課題の内容 ::
1. 歌無歌謡アルバムの紹介文によると、このアルバムはどのような時期に、どのような意図から作られたものか。1〜3文で説明してください。
2. 歌無歌謡アルバムの紹介文から、「演奏: ジョー&ホットベビーズ (スキャット)/ゴールデン・ポップス」を含む語句で始まり「魂が結実した孤高のアルバム。」で終わる部分を、一字一句そのまま書き写してください。

出典文書 ::
--------------------------------

A3 恋のダイヤル6700 (フィンガー5) 🅲

A4 モナリザの秘密 (郷ひろみ)

A5 突然の愛 (あべ静江) 🅱

A6 愛の十字架 (西城秀樹) 🅲

A7 魅せられた夜 (沢田研二) 🅳

B1 恋は真珠いろ (浅田美代子) 

B2 ひとかけらの純情 (南沙織) 🅲

B3 禁じられた遊び (山口百恵)

B4 恋の雪別れ (小柳ルミ子) 🅳

B5 襟裳岬 (森進一) 🅹

B6 花物語 (桜田淳子) 🅲

B7 一枚の楽譜 (ガロ) 🅳

 

演奏: ジョー&ホットベビーズ (スキャット)/ゴールデン・ポップス

編曲: 河村利夫、山屋清

定価: 1,500円

 

歌無歌謡最大級の異端盤の一つ。スキャット・コーラスを前面に出した盤は珍しくないけど、この盤が狙ってみせたのはお洒落な「パヤパヤもの」とは全く別の境地だ。思えば、サミー・デイヴィス・Jr.を起用した洋酒のCMが大ヒットしていた時期。その流れに乗っかってやろうという商魂が結実した孤高のアルバム。

1曲目から「ときめき」というアイドルポップの極致的楽曲なのだが、オープニングの煽りに引っ張られていきなり炸裂するダバダバスキャット麻丘めぐみ高橋由美子の世界を期待する者をいきなり地獄に引き摺り下ろす。顔の見えない歌声ではあるものの、その技使いはガチすぎる。女性コーラスのサポートが余計下世話な方向に導き、異次元感を高めている。そんな解釈だからこそ、オリジナルでは奥深く埋もれていたモータウン要素が浮かび上がって来て、これもまた筒美マジックだなと(「大事にしてね〜」のとこのコード進行は「またいつの日にか」と同じ、とか)。

--------------------------------

データセットのエントリ
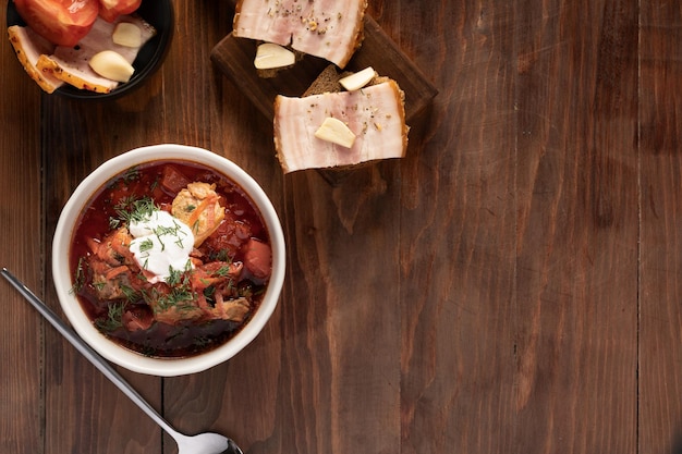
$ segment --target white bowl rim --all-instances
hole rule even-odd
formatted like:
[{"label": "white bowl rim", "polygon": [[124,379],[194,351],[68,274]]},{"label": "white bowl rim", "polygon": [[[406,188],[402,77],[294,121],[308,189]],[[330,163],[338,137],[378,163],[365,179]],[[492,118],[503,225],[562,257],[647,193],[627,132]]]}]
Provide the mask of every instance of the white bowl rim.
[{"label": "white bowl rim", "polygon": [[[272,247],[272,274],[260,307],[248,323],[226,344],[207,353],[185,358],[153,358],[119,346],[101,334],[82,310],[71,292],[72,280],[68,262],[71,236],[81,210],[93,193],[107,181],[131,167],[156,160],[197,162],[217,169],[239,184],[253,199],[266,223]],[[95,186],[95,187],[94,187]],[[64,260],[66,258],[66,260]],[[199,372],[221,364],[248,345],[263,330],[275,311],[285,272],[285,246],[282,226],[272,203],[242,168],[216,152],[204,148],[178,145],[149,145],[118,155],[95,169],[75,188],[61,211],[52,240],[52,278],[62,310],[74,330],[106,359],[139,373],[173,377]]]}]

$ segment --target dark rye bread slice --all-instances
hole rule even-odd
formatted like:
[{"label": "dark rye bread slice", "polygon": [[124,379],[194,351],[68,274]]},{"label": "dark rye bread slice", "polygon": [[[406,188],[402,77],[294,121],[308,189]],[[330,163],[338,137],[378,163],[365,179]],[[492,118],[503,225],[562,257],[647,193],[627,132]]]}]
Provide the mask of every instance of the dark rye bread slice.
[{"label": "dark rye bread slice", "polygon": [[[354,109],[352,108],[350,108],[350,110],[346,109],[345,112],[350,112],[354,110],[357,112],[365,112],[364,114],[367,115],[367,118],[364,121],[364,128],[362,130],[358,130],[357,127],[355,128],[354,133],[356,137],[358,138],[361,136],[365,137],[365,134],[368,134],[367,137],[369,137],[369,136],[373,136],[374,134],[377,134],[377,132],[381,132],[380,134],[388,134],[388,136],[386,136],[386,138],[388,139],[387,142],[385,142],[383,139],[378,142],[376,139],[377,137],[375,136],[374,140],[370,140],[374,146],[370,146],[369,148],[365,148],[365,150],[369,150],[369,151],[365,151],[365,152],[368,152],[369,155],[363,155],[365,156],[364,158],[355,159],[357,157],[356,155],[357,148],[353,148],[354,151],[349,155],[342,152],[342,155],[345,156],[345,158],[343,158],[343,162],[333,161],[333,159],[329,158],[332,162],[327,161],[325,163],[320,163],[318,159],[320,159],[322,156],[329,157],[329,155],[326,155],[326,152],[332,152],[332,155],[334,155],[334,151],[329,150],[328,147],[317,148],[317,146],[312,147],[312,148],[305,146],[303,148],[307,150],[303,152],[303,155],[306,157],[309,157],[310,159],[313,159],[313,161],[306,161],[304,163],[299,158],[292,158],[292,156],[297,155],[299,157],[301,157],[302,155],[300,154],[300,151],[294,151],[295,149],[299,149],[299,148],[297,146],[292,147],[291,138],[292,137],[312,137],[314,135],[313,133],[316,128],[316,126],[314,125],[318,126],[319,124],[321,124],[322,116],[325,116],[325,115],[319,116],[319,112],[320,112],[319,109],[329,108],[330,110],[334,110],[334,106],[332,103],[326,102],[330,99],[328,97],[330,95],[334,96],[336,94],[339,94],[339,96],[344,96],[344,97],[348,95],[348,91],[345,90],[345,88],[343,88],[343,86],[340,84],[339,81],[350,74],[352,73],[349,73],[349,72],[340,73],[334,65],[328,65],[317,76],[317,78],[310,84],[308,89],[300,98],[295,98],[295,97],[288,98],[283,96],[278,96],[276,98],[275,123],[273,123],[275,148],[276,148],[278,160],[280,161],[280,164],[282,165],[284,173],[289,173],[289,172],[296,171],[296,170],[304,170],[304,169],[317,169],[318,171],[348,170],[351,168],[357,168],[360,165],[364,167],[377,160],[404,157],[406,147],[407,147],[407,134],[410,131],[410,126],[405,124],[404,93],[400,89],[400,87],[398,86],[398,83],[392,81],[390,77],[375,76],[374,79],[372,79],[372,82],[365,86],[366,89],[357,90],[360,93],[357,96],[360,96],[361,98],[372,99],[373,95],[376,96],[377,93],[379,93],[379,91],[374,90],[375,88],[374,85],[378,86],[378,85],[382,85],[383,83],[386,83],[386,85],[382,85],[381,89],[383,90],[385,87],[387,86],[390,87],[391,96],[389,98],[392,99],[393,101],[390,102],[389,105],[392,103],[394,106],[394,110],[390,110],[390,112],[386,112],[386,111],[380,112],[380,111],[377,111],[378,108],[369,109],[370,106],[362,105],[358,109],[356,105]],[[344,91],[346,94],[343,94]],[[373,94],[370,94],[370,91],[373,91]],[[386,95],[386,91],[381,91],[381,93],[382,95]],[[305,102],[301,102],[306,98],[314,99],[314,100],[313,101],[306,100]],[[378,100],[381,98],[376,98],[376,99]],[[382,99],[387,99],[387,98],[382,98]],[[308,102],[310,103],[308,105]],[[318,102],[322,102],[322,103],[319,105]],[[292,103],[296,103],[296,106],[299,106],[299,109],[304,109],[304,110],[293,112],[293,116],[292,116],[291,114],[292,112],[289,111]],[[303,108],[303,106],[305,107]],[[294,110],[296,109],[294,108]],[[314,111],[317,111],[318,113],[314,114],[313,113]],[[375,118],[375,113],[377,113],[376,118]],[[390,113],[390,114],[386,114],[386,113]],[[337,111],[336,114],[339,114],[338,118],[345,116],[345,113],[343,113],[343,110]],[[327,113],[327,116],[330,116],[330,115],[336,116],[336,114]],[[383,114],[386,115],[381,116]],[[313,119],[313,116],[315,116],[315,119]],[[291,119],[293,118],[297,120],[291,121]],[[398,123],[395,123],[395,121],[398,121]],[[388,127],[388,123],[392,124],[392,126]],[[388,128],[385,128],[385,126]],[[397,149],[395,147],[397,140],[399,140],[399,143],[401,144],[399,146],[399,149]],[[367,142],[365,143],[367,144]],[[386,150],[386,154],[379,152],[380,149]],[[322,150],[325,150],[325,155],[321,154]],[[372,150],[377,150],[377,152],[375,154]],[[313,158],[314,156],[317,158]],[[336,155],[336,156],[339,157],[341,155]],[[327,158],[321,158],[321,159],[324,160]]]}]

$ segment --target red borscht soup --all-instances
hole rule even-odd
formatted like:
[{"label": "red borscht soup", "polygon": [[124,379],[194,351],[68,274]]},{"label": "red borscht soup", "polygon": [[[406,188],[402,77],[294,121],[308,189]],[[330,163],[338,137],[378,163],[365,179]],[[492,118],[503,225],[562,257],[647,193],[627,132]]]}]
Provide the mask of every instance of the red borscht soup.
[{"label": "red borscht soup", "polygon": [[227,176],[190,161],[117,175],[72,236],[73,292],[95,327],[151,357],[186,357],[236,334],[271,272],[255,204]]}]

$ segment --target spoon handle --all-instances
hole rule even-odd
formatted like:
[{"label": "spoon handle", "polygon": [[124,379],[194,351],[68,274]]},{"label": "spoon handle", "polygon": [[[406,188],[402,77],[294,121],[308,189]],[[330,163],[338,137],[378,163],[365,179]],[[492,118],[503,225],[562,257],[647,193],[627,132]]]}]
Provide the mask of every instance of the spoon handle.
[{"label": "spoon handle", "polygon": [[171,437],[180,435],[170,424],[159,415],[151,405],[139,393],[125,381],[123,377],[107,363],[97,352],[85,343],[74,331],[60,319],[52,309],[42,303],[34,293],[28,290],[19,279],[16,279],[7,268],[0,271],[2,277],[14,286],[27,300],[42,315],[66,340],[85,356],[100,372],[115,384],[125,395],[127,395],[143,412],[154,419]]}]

--------------------------------

課題別の解答 ::
1. サミー・デイヴィス・Jr.を起用した洋酒のCMが大ヒットしていた時期に作られたアルバムです。その流れに乗ろうという商魂が結実した、孤高のアルバムとされています。

2.
演奏: ジョー&ホットベビーズ (スキャット)/ゴールデン・ポップス

編曲: 河村利夫、山屋清

定価: 1,500円

 

歌無歌謡最大級の異端盤の一つ。スキャット・コーラスを前面に出した盤は珍しくないけど、この盤が狙ってみせたのはお洒落な「パヤパヤもの」とは全く別の境地だ。思えば、サミー・デイヴィス・Jr.を起用した洋酒のCMが大ヒットしていた時期。その流れに乗っかってやろうという商魂が結実した孤高のアルバム。